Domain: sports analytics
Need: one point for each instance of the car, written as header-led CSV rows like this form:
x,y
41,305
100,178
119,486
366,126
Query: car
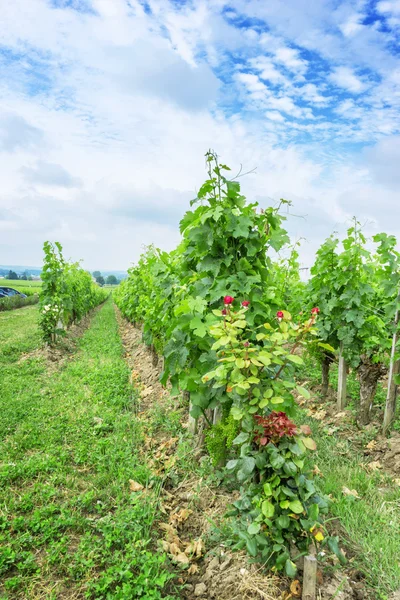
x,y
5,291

______________________________

> _과제 지시문_
위 항목에서 "instance"라는 단어가 들어 있는 줄을 모두 모아 옮겨 적으세요.

> _과제 답안_
Need: one point for each instance of the car, written as header-led CSV rows like this form:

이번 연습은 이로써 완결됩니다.